**Exercise brief**. Produce a verbatim transcription of the records below, beginning at the line containing "Reviewer check: make sure each instance of the green grass" and ending at the final line; include only those lines.

Position annotation records:
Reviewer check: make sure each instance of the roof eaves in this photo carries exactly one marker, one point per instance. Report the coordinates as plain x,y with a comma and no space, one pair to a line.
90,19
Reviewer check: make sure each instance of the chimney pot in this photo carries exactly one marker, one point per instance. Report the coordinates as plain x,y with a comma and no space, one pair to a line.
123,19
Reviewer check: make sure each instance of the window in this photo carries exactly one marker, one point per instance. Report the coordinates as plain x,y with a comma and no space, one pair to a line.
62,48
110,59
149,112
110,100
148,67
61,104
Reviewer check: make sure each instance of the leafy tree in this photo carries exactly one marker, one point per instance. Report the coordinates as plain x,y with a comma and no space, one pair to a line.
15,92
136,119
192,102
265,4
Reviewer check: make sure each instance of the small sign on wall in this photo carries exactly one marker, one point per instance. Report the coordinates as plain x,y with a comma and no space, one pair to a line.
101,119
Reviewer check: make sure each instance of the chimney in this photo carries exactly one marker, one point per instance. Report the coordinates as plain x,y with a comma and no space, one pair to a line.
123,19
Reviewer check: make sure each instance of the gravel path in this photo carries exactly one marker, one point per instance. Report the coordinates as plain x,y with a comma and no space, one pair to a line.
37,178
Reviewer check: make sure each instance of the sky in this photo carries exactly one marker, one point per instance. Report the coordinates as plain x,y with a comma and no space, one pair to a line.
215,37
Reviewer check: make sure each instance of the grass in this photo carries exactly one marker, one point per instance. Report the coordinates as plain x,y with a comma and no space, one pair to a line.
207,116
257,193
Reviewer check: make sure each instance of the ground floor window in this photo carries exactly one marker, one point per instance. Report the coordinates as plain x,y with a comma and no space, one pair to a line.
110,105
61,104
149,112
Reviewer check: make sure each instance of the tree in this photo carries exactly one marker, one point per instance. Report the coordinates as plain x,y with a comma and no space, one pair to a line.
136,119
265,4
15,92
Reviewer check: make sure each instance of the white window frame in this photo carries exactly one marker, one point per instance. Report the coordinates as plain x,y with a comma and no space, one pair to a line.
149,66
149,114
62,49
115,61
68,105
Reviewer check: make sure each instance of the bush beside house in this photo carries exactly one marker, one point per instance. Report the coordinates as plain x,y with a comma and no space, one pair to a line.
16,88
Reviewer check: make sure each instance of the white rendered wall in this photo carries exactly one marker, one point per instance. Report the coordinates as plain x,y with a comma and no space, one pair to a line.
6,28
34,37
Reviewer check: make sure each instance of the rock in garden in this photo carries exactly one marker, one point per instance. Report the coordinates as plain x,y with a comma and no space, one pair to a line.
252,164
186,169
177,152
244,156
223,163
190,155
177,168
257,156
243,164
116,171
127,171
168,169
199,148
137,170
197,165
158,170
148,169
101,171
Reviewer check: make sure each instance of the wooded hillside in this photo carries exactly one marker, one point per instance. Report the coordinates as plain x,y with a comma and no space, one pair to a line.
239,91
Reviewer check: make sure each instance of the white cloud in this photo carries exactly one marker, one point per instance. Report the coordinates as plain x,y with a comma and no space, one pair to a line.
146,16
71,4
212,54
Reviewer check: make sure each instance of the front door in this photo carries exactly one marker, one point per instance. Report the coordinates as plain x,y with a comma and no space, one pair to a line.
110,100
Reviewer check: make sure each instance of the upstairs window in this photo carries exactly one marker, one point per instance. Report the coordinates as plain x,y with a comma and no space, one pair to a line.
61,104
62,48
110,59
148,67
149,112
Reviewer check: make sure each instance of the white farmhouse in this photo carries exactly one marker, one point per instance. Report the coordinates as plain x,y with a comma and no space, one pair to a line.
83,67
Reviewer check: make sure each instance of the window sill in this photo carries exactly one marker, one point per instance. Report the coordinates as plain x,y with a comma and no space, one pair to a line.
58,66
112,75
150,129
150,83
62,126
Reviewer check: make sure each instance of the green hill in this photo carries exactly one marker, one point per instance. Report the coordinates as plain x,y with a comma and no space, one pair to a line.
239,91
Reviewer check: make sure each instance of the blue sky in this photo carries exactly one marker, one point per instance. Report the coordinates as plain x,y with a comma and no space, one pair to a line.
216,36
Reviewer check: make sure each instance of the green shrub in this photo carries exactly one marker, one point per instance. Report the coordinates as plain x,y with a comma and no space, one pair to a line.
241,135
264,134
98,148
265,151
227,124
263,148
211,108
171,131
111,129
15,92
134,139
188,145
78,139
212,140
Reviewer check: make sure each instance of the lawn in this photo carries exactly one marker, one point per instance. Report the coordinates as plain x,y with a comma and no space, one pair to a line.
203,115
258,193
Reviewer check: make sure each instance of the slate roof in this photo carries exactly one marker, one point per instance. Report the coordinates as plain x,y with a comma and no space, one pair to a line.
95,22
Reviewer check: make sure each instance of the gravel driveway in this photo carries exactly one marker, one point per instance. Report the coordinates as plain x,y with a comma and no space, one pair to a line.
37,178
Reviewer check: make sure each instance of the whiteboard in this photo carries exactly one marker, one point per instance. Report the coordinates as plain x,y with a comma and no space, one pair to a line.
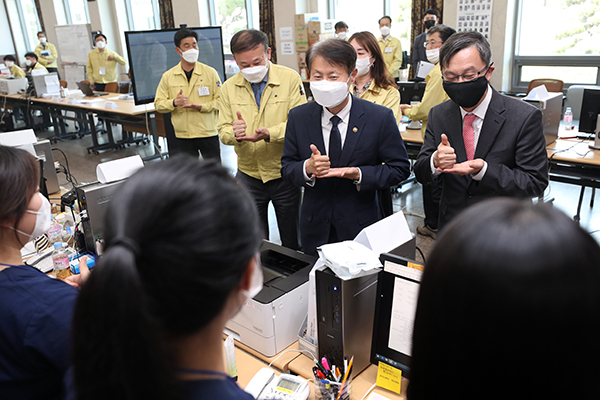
74,43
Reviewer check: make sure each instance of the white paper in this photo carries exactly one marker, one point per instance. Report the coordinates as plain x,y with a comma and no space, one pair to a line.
116,170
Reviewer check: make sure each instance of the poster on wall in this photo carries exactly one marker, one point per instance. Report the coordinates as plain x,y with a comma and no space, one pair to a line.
475,15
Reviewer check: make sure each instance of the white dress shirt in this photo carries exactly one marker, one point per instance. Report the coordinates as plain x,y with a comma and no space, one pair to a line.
479,113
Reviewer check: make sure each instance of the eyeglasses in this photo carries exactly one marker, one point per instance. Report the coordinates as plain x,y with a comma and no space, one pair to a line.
467,76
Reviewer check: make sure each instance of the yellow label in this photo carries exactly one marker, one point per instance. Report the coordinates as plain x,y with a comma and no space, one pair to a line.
389,378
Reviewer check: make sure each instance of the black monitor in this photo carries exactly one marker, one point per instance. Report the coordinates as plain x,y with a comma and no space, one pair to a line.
411,91
397,293
151,53
590,107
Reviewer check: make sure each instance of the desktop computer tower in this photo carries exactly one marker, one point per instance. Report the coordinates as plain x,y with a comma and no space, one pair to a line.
345,311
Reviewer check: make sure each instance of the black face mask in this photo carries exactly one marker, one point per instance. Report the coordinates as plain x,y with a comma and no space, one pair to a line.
467,94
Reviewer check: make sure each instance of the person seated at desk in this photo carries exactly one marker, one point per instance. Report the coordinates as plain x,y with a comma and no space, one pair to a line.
47,54
509,307
102,64
35,310
149,322
15,70
31,60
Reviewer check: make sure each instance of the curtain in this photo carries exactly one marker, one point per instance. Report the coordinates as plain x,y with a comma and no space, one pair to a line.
166,14
267,25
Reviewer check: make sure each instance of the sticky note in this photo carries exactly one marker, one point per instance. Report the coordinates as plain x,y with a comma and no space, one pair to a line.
389,378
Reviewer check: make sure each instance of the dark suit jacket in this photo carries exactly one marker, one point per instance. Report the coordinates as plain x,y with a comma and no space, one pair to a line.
511,142
373,143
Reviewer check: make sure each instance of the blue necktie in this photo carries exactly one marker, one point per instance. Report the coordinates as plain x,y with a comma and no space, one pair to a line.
335,142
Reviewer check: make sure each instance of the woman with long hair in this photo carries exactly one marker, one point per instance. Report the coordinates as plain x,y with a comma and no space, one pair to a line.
180,261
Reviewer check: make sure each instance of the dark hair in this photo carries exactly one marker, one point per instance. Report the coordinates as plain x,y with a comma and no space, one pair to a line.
385,16
248,39
19,181
182,34
341,25
379,71
335,51
431,11
510,291
463,40
444,31
179,238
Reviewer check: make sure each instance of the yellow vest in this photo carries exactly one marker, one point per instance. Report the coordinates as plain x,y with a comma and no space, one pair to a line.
284,91
203,88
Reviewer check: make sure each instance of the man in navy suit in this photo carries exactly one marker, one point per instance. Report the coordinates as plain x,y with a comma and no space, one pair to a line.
480,144
341,149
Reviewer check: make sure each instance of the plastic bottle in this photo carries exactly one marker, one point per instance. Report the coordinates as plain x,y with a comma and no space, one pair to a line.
60,259
568,119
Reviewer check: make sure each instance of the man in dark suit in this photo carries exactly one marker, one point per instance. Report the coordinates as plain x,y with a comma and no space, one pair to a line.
480,144
341,149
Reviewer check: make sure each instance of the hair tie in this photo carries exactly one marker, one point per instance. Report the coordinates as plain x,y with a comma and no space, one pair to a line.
127,243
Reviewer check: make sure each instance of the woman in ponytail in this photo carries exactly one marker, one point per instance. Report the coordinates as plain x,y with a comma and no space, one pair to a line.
180,260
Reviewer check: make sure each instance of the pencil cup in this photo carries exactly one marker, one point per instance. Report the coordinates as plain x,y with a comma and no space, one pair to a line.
331,391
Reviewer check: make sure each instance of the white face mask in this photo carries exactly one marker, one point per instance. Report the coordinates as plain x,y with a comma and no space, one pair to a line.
433,55
190,55
42,221
329,94
363,65
255,74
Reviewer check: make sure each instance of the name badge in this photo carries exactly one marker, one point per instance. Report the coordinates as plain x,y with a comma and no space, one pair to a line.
203,91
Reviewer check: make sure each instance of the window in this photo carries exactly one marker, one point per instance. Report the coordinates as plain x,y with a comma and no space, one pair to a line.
77,11
143,15
565,48
29,22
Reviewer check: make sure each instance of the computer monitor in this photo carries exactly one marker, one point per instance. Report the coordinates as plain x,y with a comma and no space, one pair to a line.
152,53
590,107
396,304
411,91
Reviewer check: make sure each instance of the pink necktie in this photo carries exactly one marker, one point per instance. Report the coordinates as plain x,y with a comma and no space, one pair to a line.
469,135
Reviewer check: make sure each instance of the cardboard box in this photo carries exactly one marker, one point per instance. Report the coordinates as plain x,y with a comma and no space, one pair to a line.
302,19
322,26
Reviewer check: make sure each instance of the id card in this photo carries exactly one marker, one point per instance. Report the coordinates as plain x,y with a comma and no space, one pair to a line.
203,91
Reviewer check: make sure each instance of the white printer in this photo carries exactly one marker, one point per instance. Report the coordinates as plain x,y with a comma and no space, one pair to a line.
270,321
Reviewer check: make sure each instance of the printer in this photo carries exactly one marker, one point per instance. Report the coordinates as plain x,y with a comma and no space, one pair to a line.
269,322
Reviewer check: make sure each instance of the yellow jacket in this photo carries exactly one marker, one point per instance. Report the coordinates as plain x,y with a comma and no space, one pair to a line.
53,56
393,55
97,60
284,91
17,72
187,122
389,98
434,95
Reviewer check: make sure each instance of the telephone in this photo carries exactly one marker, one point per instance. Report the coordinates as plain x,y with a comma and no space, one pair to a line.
266,385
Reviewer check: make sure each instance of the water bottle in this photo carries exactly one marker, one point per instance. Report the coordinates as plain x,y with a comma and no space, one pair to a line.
568,119
60,260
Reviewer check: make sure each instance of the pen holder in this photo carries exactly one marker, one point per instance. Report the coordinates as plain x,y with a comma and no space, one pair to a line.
330,391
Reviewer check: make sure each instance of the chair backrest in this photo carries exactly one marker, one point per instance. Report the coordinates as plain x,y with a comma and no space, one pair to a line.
553,85
112,87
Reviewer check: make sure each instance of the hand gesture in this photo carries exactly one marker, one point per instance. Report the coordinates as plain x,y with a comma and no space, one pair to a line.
239,126
445,157
180,100
317,164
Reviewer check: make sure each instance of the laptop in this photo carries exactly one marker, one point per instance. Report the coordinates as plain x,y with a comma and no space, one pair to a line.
87,90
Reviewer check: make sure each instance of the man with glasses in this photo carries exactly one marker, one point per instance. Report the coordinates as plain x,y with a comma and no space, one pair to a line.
481,144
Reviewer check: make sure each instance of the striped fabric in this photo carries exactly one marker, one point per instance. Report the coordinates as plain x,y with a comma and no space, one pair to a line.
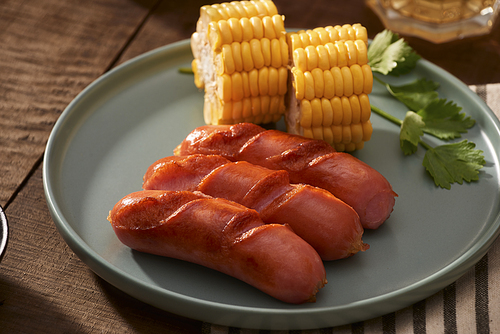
469,305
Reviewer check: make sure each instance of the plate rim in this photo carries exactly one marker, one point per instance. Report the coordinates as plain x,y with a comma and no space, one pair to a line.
449,273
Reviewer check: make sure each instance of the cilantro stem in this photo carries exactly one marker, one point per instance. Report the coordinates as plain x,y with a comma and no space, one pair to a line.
396,121
387,116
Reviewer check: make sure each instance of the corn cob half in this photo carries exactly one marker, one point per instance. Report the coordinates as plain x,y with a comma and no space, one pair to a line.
240,60
329,86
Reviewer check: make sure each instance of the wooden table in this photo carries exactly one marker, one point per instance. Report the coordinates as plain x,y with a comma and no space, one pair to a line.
50,50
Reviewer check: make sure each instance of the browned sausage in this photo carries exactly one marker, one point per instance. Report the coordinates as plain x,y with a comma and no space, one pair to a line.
307,161
325,222
221,235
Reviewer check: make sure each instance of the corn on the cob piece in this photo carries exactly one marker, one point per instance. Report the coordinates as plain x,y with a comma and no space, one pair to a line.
329,85
240,59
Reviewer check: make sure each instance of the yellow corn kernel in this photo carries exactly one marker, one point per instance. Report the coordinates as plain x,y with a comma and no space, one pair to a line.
346,134
328,134
253,82
366,111
317,113
279,25
311,57
298,83
235,28
304,38
237,110
282,80
319,82
227,66
273,87
246,55
246,29
249,8
307,132
341,54
361,52
367,79
224,89
246,84
260,7
338,80
309,92
338,113
265,45
332,54
314,39
367,130
238,8
346,111
348,81
258,28
329,89
268,25
323,58
294,41
284,51
317,133
358,81
256,53
237,93
323,35
359,146
351,52
237,56
300,59
305,114
276,59
327,109
337,134
334,34
356,133
246,111
355,109
263,81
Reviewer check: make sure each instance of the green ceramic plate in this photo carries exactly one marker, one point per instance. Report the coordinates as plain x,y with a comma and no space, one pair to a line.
137,113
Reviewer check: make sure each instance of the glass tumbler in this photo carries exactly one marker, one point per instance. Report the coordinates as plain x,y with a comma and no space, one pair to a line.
437,21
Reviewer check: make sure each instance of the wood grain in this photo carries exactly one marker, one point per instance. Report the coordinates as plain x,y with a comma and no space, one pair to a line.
42,282
51,50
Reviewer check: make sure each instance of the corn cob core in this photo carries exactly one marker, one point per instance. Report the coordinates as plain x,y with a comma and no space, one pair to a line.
329,86
240,59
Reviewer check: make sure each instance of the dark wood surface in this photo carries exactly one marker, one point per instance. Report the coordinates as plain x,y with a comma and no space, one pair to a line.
50,50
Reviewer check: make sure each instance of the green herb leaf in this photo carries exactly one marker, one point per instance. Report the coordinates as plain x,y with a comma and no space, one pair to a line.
452,163
411,132
443,119
389,54
415,95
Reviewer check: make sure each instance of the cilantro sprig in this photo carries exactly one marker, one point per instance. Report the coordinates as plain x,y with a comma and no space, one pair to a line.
427,113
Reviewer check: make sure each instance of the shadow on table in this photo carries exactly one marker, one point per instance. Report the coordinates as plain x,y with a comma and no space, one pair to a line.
24,310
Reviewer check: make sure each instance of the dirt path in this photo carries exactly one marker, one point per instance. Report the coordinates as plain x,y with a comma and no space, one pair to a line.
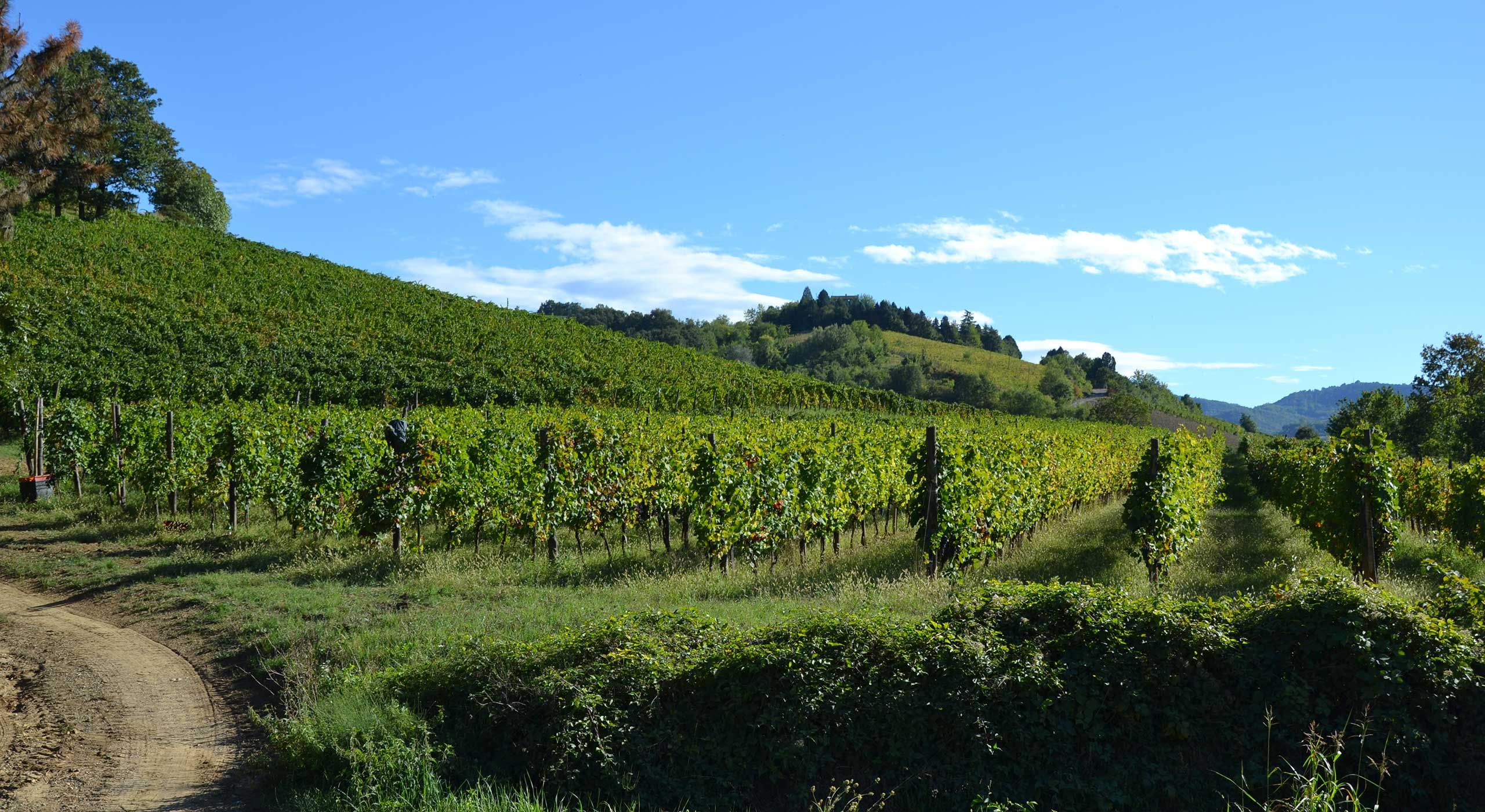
94,716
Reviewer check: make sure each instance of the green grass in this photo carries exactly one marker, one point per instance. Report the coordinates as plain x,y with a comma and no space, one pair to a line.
1003,370
299,611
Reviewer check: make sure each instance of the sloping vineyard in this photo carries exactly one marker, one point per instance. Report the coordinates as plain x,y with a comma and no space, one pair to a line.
746,489
137,308
1343,492
1178,484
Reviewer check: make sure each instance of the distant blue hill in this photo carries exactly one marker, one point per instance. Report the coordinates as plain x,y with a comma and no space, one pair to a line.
1310,407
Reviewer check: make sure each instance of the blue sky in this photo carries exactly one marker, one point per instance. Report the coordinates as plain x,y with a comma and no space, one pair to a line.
1245,200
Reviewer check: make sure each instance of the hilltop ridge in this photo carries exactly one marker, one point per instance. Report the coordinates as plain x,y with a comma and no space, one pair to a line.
136,306
1307,407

**Written response**.
Reviewer check: make sure each instance of the green grass in this photo carries exactly one marker, one point per instance. Report the coordinates as plain x,y with a comma and no space, one pair to a line.
1003,370
299,611
Reviewer check: make sure each instance of the sloping vineyard in this photo carries exactly one marker, one point per instance. Report the coordinates as plain x,y with a comma and no space, one pair to a line.
746,489
137,308
1343,492
1178,484
Reviewer check: make sure each instance of the distant blue hill in this photo carries exactly one marker, one point per instance. Report the coordinates as plain x,y with a comma and no space, one pair to a line.
1310,407
Reviewer check: make sure each instance of the blue sky in this photo carries exactly one marker, one point per instance. Report the coordinates as plain x,y with a comma and no space, one pair to a line.
1245,200
Reviewer check: make sure each instance of the hilltop ridge in this photo carries exactly one marker, one point per instance. Report the coordinates as plain x,y with a comma and no space, one pair to a line.
136,306
1307,407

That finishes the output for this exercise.